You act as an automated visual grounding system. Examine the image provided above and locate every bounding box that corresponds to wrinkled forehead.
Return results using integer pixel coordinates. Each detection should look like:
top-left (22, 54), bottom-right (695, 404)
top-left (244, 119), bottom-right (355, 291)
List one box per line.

—————

Reproduce every line of the records above verbatim, with no changes to wording, punctuation, or coordinates.

Finished exercise >>
You act as an automated visual grounding system. Examine the image provided above and locate every bounding box that corresponds to wrinkled forehead.
Return results using integer pixel coordinates. Each detection should look like:
top-left (22, 54), bottom-right (695, 404)
top-left (244, 119), bottom-right (355, 291)
List one box per line.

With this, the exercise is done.